+++ READING TEXT +++

Anglo American (AAL) took a 2.85% sortie south to 229.53p and was followed by BHP Billiton (BLT), off 2.63% to 656p. FTSE 350 indices related to mining and oil were down considerably, with that for industrial metals shedding 6.8%.

Resources stocks remain very much exposed to a posse of factors, among them metals-hungry China's economic outlook and potential stock-market volatility, a global supply glut of crude oil and lingering tensions in the Middle East, notably between Saudi Arabia and Iran.

Meantime, risers and fallers were roughly evenly split. Sectors figuring on the fallers' ladder included commercial property, insurance and several utilities. Meantime, Tesco (TSCO) added 6.09% to 147.68p, but other stocks enjoyed more muted gains. Leisure-linked outfits chased easyJet (EZJ), up 3.36% to 1725p. House builders and pharmas were also showing strength.

BIGGER MOVERS

Kimberly Enterprises (KBE), up 85.71% to 0.33p, has agreed to allow the purchaser of the two Canadian residential development plots an extra day to complete the deal, taking the deadline to Jan. 12 in Canada. It said it was unaware of any reason for its sharp share-price hike.

REACT Energy (REAC) jumped 25% to 3.75p as it secured a 0.75m euros loan facility from EBIOSS Energy. It will use proceeds for the continuing investment in its portfolio of biomass gasification projects in the UK.

Sopheon (SPE) jumped 15.08% to 72.5p as it flagged better-than-expected trading. It sees FY revenue in line with market views, but reckons EBITDA and pretax profits will beat market expectations.

+++ MATERIAL PROVIDED +++

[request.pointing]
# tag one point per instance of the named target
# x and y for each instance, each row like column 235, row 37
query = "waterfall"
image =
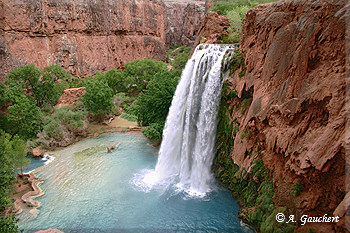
column 188, row 146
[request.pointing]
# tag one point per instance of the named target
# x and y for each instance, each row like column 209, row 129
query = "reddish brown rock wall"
column 83, row 36
column 295, row 58
column 183, row 16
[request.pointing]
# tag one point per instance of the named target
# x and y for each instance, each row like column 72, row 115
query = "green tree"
column 153, row 105
column 98, row 98
column 8, row 147
column 139, row 72
column 40, row 85
column 18, row 153
column 25, row 119
column 7, row 170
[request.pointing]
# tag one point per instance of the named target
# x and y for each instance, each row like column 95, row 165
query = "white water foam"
column 188, row 146
column 48, row 158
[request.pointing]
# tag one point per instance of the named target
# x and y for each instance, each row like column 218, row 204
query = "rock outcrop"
column 183, row 16
column 70, row 96
column 86, row 36
column 295, row 60
column 212, row 28
column 82, row 36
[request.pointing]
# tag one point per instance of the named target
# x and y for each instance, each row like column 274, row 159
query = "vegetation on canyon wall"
column 235, row 11
column 253, row 190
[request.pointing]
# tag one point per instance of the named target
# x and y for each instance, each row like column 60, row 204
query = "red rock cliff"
column 295, row 55
column 83, row 36
column 87, row 36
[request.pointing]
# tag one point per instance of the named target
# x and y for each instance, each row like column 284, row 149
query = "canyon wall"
column 86, row 36
column 295, row 79
column 183, row 16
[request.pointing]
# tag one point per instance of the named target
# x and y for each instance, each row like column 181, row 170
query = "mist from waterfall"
column 188, row 146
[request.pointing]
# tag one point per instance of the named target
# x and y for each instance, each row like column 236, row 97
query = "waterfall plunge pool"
column 94, row 191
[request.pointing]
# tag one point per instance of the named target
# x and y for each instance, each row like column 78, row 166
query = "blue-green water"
column 94, row 191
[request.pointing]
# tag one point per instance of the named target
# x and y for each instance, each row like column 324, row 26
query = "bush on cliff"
column 24, row 118
column 11, row 154
column 40, row 85
column 98, row 98
column 62, row 127
column 235, row 11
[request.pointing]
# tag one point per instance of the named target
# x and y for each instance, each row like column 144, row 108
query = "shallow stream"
column 90, row 190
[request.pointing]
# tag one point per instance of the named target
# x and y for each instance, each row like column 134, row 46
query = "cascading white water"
column 188, row 146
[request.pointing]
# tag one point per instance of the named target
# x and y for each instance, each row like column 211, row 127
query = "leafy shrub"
column 178, row 56
column 129, row 117
column 154, row 131
column 235, row 11
column 25, row 119
column 98, row 98
column 152, row 106
column 61, row 127
column 139, row 72
column 40, row 85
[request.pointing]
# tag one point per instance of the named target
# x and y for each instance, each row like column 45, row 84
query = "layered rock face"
column 86, row 36
column 295, row 58
column 183, row 16
column 82, row 36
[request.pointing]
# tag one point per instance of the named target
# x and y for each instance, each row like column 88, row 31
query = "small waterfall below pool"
column 188, row 146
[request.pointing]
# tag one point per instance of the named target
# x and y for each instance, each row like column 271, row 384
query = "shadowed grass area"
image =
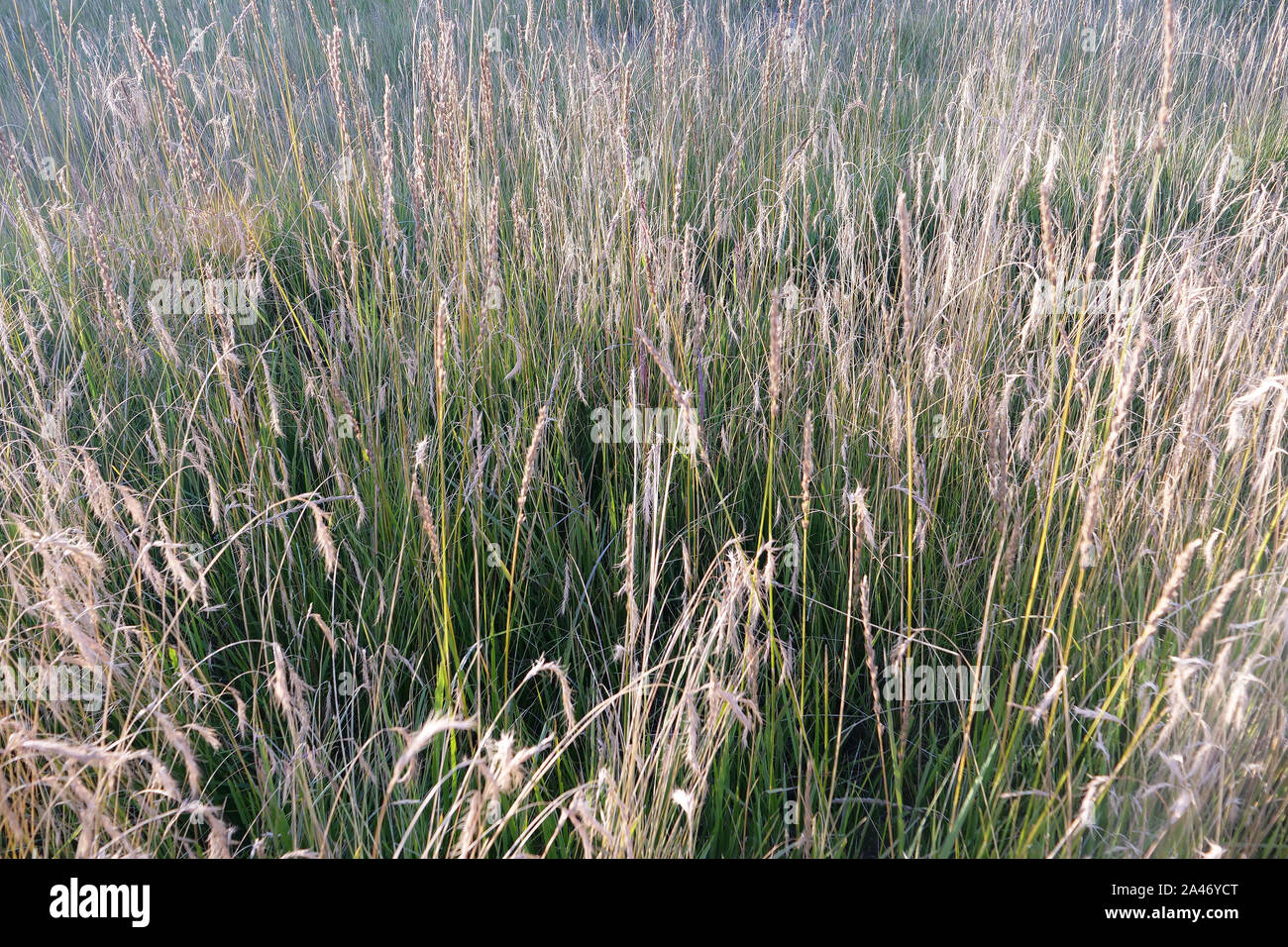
column 653, row 429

+++

_TASK DIRECTIONS_
In the market report, please rewrite everything from "Meantime, risers and" down to "also showing strength.", swapping "muted" for "modest".

_EXERCISE ANSWER_
Meantime, risers and fallers were roughly evenly split. Sectors figuring on the fallers' ladder included commercial property, insurance and several utilities. Meantime, Tesco (TSCO) added 6.09% to 147.68p, but other stocks enjoyed more modest gains. Leisure-linked outfits chased easyJet (EZJ), up 3.36% to 1725p. House builders and pharmas were also showing strength.